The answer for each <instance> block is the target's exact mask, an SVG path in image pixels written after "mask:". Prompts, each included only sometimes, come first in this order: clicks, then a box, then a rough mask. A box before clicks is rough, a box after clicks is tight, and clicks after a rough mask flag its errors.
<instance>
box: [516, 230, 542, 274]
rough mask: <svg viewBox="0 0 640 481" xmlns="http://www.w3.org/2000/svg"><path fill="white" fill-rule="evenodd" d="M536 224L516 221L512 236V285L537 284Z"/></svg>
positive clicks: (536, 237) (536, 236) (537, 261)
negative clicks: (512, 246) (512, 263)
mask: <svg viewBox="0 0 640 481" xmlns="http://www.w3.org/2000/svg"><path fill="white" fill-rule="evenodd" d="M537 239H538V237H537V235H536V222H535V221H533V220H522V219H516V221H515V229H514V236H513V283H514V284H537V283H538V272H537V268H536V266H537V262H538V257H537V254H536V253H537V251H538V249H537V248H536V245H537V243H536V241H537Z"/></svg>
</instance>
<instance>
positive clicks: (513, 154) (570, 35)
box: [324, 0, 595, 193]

▶ **Exercise details**
You are asked to transcribe the complete data exactly.

▶ **Solution for this task**
The answer for each <instance> block is the target's exact mask, an SVG path in image pixels written after "mask:". Prompts, each included only sometimes, come first in this order: clicks, then a box, then a rough mask. A box before clicks is rough, a box after clicks is tight, and clicks after a rough mask flag its errors.
<instance>
box: [516, 230, 542, 274]
rough mask: <svg viewBox="0 0 640 481" xmlns="http://www.w3.org/2000/svg"><path fill="white" fill-rule="evenodd" d="M536 224L516 221L512 236V285L537 284Z"/></svg>
positive clicks: (536, 237) (536, 236) (537, 261)
negative clicks: (512, 246) (512, 263)
mask: <svg viewBox="0 0 640 481" xmlns="http://www.w3.org/2000/svg"><path fill="white" fill-rule="evenodd" d="M537 239H538V237H537V235H536V222H535V221H533V220H522V219H516V221H515V229H514V236H513V283H514V284H537V283H538V272H537V268H536V266H537V262H538V257H537V254H536V253H537V251H538V249H537V248H536V245H537V243H536V241H537Z"/></svg>
</instance>
<instance>
positive clicks: (513, 154) (570, 35)
box: [324, 0, 595, 193]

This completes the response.